* PROBLEM SET *
1. Judge whether each statement below agrees with the passage on BRD4 isoforms. Mark each (a), (b) and (c) yes or no, and quote the words from the passage that settle it.
(a) Only BRD4-S is critical for bone metastasis of 1833 cells.
(b) The RNA-seq study sorted differentially expressed genes into four groups.
(c) Knockdown in MCF-7 cells identified the matrisome ECM network as a BRD4-S-regulated pathway.
2. Carry on the passage on BRD4 isoforms, beginning after its final sentence.

* EXTRACTED TEXT *
···

To confirm if BRD4 isoforms exhibit distinct metastasis tropism, we generated MDA-MB-231-derived bone-prone 1833 cells (Kang et al., 2003; Krzeszinski et al., 2014) harboring doxy-inducible pan- or isoform-specific shBRD4 by lentiviral transduction (see Figures S3C, S3D, and S4F). The doxy-pretreated lung-prone LM2- and bone-prone 1833-derived cells were then separately injected into the circulatory system of athymic female mice via retro-orbital and intracardiac route. Both BRD4 isoforms are important for LM2 lung colonization and expansion (Figure S4G) but only BRD4-S is critical for 1833 bone metastasis (Figure 2F).
BRD4-S but not BRD4-L Activates Transcription Programs Linked to ECM and ECM-Associated Matrisome Network
To identify genes and pathways uniquely regulated by individual BRD4 isoforms, we performed RNA-seq in BRD4-S/L-knockdown MDA-MB-231 cells (Figure 3A, flowchart). Using P-value, fold change and regulation (up or down) potential, we classified differentially expressed genes (DEGs) into six groups: uniquely regulated by BRD4-S (S-unique), BRD4-L (L-unique), S/L-combined (Pan-unique), or co-regulated by both (S&L; Figures 3A and S5A) with the last group further divided into three subgroups representing S-preferred, L-preferred, or no preference (equal) for specific isoforms but exhibiting either the same or opposite regulatory potential on common gene sets comparable to that seen in Pan knockdown.
The six classes of genes were each separated into up- or downregulated clusters and then subjected to MSigDB pathway analysis. Major pathways identified include: S-unique-up – hemostasis, development, matrisome ECM network; S-unique-dn (down) – transcriptional regulation by p53, interferon (IFN)-stimulated antiviral genes, RNA metabolism; L-unique-up – apoptotic factor-mediated response, Rho GTPase signaling, β-catenin-independent Wnt signaling; L-unique-dn – DNA replication, cell cycle S phase; Pan-unique-up – interferon α/β signaling, innate immune system, Wnt signaling pathway; Pan-unique-dn – cytokine signaling in immune system, metabolism of lipids; and others (Figures 3B and S5B). Many matrisome genes encoding ECM and ECM-associated proteins (Socovich and Naba, 2019) are also found in the independently analyzed top 100 BRD4-S-regulated DEGs and, upon further separation into BRD4-S-upregulated (S-Up) and -downregulated (S-Dn) genes (Figures 3C and S5C), include SDC4, MUC5B, CSPG4, TNC, CTSZ/W (also identified in the S-unique-up gene cluster) and CST1, CST2, and CST4 (found in S-preferred-up; see Figure 3B). Similarly, the top 100 BRD4-L DEGs include LAMA1, WISP2, EFEMP1, and COL5A1 that are also found in the L-preferred-dn gene cluster as the core matrisome components (Figures 3B, S5B and S5C). Similar knockdown conducted in nonmetastatic ER+/PR+ MCF-7 cells did not identify the matrisome ECM network as a BRD4-S-regulated pathway (Figure S5D and S5E), highlighting its unique function in metastatic MDA-MB-231 cells.

···

* SOURCE DATA *
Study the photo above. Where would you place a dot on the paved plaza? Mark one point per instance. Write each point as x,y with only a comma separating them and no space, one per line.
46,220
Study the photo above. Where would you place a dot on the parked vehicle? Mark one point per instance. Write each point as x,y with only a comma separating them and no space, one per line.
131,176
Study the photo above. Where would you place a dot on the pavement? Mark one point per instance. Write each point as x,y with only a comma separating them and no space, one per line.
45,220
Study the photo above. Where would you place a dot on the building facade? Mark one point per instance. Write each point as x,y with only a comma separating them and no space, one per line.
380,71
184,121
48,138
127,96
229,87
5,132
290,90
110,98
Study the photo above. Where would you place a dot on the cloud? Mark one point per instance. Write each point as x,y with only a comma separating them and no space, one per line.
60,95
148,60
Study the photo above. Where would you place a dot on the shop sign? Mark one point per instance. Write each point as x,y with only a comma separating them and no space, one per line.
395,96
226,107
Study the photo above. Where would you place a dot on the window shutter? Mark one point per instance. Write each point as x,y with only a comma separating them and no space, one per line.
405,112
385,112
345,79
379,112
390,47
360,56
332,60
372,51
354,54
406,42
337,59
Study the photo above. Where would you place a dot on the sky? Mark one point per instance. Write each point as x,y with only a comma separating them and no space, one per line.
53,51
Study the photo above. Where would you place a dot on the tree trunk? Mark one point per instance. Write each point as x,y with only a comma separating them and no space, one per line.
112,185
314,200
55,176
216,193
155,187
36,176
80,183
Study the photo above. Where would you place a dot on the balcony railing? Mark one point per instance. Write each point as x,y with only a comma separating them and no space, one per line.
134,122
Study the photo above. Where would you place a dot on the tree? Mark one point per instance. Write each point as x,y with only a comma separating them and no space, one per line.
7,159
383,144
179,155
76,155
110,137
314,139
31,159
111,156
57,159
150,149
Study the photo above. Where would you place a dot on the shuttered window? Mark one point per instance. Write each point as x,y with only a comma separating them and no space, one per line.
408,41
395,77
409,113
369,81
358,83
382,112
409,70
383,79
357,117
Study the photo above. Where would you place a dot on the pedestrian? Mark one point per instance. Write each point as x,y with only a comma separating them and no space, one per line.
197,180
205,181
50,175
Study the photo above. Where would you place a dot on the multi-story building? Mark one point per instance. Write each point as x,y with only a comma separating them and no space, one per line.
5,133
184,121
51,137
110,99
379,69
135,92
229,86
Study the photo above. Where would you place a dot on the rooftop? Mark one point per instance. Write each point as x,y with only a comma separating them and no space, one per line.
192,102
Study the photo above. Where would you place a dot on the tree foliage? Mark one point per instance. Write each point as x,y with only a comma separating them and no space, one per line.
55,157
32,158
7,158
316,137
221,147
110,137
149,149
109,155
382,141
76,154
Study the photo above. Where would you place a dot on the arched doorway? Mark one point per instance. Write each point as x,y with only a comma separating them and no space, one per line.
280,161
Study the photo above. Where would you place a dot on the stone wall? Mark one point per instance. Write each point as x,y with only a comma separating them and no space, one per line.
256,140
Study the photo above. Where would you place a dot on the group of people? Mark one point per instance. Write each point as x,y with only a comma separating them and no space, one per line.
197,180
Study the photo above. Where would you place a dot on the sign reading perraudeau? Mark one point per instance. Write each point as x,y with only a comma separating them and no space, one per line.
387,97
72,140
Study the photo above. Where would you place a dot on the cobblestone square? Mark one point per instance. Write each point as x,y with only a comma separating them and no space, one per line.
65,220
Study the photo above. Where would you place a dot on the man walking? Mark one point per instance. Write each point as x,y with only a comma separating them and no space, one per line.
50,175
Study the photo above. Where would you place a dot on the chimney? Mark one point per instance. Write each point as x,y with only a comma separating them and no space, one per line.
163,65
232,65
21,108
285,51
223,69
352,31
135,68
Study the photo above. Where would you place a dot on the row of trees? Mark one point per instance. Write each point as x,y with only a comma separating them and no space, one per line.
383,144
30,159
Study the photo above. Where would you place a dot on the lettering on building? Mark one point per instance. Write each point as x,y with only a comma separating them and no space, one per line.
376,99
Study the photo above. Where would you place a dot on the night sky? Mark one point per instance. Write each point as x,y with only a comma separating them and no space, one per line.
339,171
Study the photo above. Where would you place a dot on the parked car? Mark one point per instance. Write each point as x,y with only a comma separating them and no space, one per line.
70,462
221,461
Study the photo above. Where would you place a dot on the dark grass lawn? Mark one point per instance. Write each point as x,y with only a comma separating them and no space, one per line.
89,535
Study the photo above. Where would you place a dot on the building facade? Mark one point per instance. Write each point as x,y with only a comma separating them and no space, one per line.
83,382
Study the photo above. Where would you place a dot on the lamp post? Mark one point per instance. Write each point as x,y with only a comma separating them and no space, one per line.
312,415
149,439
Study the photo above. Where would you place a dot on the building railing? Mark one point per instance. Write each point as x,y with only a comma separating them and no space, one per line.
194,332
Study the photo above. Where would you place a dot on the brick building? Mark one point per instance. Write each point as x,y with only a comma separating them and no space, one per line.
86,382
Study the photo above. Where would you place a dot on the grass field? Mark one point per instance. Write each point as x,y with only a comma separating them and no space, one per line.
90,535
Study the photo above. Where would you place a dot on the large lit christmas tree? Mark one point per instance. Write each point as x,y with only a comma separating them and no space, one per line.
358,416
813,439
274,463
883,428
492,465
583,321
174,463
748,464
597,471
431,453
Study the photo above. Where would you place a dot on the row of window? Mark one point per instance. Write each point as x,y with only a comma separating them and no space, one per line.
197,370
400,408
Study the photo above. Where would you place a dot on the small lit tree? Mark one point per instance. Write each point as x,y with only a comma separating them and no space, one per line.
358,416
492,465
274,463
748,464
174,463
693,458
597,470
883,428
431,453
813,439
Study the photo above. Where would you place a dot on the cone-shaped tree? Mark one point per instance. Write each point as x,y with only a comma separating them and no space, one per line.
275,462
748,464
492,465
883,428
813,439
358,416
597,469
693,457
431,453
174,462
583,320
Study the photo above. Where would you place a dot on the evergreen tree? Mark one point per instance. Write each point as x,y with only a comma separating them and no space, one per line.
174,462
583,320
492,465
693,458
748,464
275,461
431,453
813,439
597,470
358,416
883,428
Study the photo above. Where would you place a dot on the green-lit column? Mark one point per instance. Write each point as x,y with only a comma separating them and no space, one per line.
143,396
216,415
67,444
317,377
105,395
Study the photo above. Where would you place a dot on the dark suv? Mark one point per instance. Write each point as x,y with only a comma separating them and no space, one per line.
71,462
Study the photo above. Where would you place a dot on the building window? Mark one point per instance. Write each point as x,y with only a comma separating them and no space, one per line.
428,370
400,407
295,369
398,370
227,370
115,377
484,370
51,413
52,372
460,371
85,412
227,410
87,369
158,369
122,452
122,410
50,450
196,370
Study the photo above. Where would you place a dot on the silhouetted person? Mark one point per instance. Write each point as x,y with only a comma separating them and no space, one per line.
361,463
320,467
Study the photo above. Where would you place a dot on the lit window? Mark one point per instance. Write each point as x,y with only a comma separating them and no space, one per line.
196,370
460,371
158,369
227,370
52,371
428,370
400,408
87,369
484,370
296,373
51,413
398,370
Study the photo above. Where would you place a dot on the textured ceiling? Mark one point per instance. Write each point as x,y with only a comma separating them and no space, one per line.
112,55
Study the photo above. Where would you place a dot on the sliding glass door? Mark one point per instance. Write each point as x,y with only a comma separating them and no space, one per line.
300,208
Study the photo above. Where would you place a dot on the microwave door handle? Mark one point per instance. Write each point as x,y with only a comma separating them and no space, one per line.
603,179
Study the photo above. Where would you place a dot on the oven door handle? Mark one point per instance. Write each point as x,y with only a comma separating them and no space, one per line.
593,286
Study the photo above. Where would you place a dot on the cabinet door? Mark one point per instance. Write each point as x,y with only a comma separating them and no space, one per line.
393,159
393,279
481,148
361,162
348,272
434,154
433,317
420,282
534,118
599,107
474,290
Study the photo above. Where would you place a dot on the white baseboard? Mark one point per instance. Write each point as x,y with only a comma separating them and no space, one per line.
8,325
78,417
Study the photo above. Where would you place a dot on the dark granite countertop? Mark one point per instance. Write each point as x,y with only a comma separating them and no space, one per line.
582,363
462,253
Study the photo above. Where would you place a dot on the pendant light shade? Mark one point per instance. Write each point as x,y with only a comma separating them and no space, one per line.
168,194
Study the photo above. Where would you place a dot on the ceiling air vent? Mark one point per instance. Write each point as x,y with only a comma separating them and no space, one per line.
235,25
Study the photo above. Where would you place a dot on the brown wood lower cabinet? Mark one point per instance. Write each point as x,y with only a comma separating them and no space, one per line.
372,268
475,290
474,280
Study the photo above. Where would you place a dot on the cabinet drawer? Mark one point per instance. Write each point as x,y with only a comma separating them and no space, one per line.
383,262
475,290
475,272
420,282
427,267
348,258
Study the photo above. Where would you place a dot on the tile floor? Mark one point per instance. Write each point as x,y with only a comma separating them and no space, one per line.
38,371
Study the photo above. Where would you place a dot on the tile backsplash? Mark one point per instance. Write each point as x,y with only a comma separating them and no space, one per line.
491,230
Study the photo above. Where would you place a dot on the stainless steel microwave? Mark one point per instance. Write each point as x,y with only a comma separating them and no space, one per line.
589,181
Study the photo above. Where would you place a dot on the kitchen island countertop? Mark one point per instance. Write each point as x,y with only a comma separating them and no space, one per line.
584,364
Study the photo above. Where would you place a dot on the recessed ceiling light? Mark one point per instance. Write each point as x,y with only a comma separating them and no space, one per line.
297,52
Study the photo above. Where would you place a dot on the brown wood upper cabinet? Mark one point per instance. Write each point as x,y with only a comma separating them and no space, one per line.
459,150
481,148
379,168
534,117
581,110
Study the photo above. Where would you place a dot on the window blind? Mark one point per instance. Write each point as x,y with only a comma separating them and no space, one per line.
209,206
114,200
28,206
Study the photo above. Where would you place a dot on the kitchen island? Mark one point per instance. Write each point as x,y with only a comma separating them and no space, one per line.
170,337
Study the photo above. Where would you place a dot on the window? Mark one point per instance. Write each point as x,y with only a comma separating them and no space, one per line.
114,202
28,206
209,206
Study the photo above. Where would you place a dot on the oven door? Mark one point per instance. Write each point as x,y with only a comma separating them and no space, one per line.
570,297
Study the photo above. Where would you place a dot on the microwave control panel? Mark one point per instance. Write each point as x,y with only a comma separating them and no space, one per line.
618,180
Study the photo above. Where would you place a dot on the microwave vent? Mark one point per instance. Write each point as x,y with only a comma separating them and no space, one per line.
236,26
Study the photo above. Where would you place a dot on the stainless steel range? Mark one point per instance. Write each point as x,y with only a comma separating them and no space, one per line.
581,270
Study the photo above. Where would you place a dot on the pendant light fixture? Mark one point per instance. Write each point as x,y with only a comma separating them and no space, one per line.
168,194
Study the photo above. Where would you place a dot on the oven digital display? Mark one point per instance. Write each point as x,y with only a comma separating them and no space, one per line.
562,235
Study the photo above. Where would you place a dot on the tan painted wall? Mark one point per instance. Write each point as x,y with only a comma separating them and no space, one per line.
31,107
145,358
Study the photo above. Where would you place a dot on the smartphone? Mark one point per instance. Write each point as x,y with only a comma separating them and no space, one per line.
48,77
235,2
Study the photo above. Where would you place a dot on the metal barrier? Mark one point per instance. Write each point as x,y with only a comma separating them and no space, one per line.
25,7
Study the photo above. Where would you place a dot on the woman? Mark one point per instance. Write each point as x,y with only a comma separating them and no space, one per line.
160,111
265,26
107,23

···

* TASK RESPONSES *
1.
(a) Yes: "only BRD4-S is critical for 1833 bone metastasis"
(b) No: "we classified differentially expressed genes (DEGs) into six groups"
(c) No: "did not identify the matrisome ECM network as a BRD4-S-regulated pathway"

2.
Over half of S-Up matrisome genes (36/70) show significantly higher expression in 1,556 invasive ductal carcinoma (IDC) compared to 144 normal breast samples available in Oncomine METABRIC 2012 [Figure 3D; -log10(P-value) > 2]. The identification of multiple proteins belonging to the same family, e.g., MUC5AC/5B and SDC3/4, and pairwise family members implicated in protein-protein interaction (e.g., type II cystatin members and their interacting cathepsin proteins) and ligand-receptor binding (e.g., semaphorin-plexin) concurrently upregulated by BRD4-S (Figure 3E) further highlights the importance of matrisome in breast cancer progression. Indeed, when expression data of 1,098 patients across 8 cohorts in GOBO were analyzed, higher expression of 17 BRD4-S-upregulated matrisome genes (e.g., CST1, CST4, SEMA3B, PLXNA2, CTSB, among others) showed significantly reduced distant metastasis-free survival (DMFS) in the basal BCa subtype (Figure 3F) – about 77% of which is TNBC including MDA-MB-231 – but not in other PAM50 subtypes (data not shown). A converged function of these 17 genes lies in stroma compartment, basal-like BCa and also in early response to growth factors and steroid hormones, but has reduced immune response (Figure S5F). Patient survival analysis using a different platform (Pan Cancer Prognostics Database PROGgeneV2) also indicates the importance of BRD4-S-upregulated ECM network in breast cancer progression (Figure S5G–5I).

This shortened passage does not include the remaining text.